Innovatie, investeringen en mededinging

Uit de beschikbare cijfers blijkt dat de Europese investeringen in deze sector de afgelopen jaren minstens even hoog waren als in andere regio’s van de wereld (45 miljard euro in 2005). Geconfronteerd met concurrentie investeren zowel nieuwkomers als gevestigde exploitanten om zowel de vaste als de draadloze netwerkinfrastructuur uit te breiden en te verbeteren en zo innovatieve diensten te kunnen leveren. In verhouding tot hun omzet investeren nieuwe exploitanten meer dan gevestigde exploitanten. Investeringen kunnen in tal van regelgevingssituaties lonend zijn, maar concurrentie blijft de drijvende kracht. Volgens een studie in opdracht van de Commissie hebben landen die het EU-regelgevingskader op een doelmatige en op concurrentiegerichte wijze hebben toegepast de meeste investeringen aangetrokken.

De nauwe samenhang tussen investeringen in breedband en infrastructuurconcurrentie is duidelijk geworden. Landen met sterke concurrentie tussen gevestigde exploitanten en kabelexploitanten hebben in de meeste gevallen ook de hoogste breedbandpenetratie .

Investeringen in de modernisering van het netwerk in deze sector zijn aanzienlijk, maar de operationele besparingen en het gebruik van moderne technologie zijn eveneens van belang. Sommige belanghebbenden dringen aan op behoedzaamheid bij het opleggen van regulering teneinde investeringen in nieuwe netwerkinfrastructuur aan te moedigen, maar er zijn weinig aanwijzingen dat zogenaamde ‘regulatory holidays’ los van andere factoren zoals mededinging, tot nieuwe investeringen leiden.

-*-*-

**Uit te voeren:**
(1) Hoeveel werd er volgens de leestekst over innovatie, investeringen en mededinging in 2005 in Europa in deze sector geïnvesteerd?
(2) Vul de leestekst over innovatie, investeringen en mededinging alsjeblieft aan met een vervolg dat na de laatste zin begint.
De rijen hebben hier niets mee te maken.

**Ruwe gegevens:**

-*-*-

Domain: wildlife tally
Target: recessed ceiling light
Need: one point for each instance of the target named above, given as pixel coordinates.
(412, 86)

-*-*-

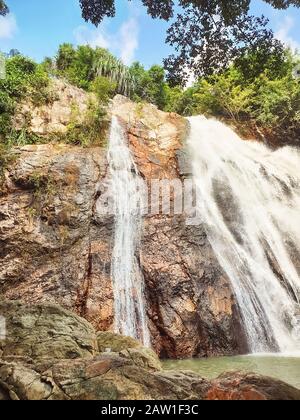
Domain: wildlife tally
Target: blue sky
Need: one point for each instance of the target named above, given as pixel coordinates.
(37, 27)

-*-*-

**Opgeloste vragen:**
(1) 45 miljard euro.

(2)
Het regelgevingskader bepaalt dat nieuw opkomende markten niet moeten worden onderworpen aan ongerechtvaardigde regelgeving. Als nieuw opkomende markten beschouwt de Commissie markten die zo nieuw zijn en zo snel veranderen dat het nog te vroeg is te bepalen of zij voldoen aan de drie in de Aanbeveling vastgestelde criteria voor ex-ante regelgeving. Voor meer volwassen markten, die aan deze criteria voldoen, verlenen de autoriteiten aanzienlijke flexibiliteit om innovatieve en risicovolle investeringen te belonen. In het kader wordt dan ook expliciet de noodzaak erkent voor regulators om ervoor te zorgen dat de kosten van bestaande activa adequaat kunnen worden gedekt en innovatie en nieuwe, risicovolle investeringen te belonen door de NRI's te vragen “rekening te houden met de aan de investering verbonden risico’s van de door de eigenaar van de faciliteit verrichte initiële investering”.

Samenvatting

De wijze waarop het spectrum wordt beheerd kan nog aanzienlijk worden verbeterd. De Commissie is met name van mening dat een meer doelmatig spectrumbeheer zou kunnen bijdragen aan een aanbod van innovatieve, diverse en betaalbare diensten voor de Europese burger en het concurrentievermogen van Europese ICT-bedrijven kan versterken. Voorts is de Commissie van mening dat de beginselen en flexibele instrumenten van het regelgevingskader, wanneer deze volledig en doelmatig worden toegepast, de meest geëigende manier zijn om investeringen, innovatie en marktontwikkeling aan te moedigen. Er is desalniettemin ruimte voor de Commissie en de NRI’s om richtsnoeren te verstrekken over de wijze waarop de regels moeten worden toegepast zodat alle belanghebbenden meer zekerheid krijgen bij hun planning.

Technologie en marktevolutie

Bij deze herziening gaat het erom ervoor te zorgen dat het regelgevingskader ook het komende decennium tegemoet komt aan de behoeften van deze sector.

De voornaamste technologische trends die worden verwacht zijn een volledige migratie naar volledig op IP-gebaseerde netwerken, toenemend gebruik van draadloze communicatie en draadloze toegangsplatformen (bijvoorbeeld 3G, WiFi, WiMAX en satelliet), het gebruik van glasvezel in het aansluitnet en de overgang naar digitale tv. Verwacht wordt dat dit verstrekkende gevolgen zal hebben voor de bestaande netwerkarchitecturen, diensten en eindapparatuur. Marktdeelnemers krijgen te maken met nieuwe concurrenten en zoeken, naar aanleiding van de veranderingen die zich op de huidige markt van elektronische communicatie aankondigen, naar nieuwe handelsmodellen.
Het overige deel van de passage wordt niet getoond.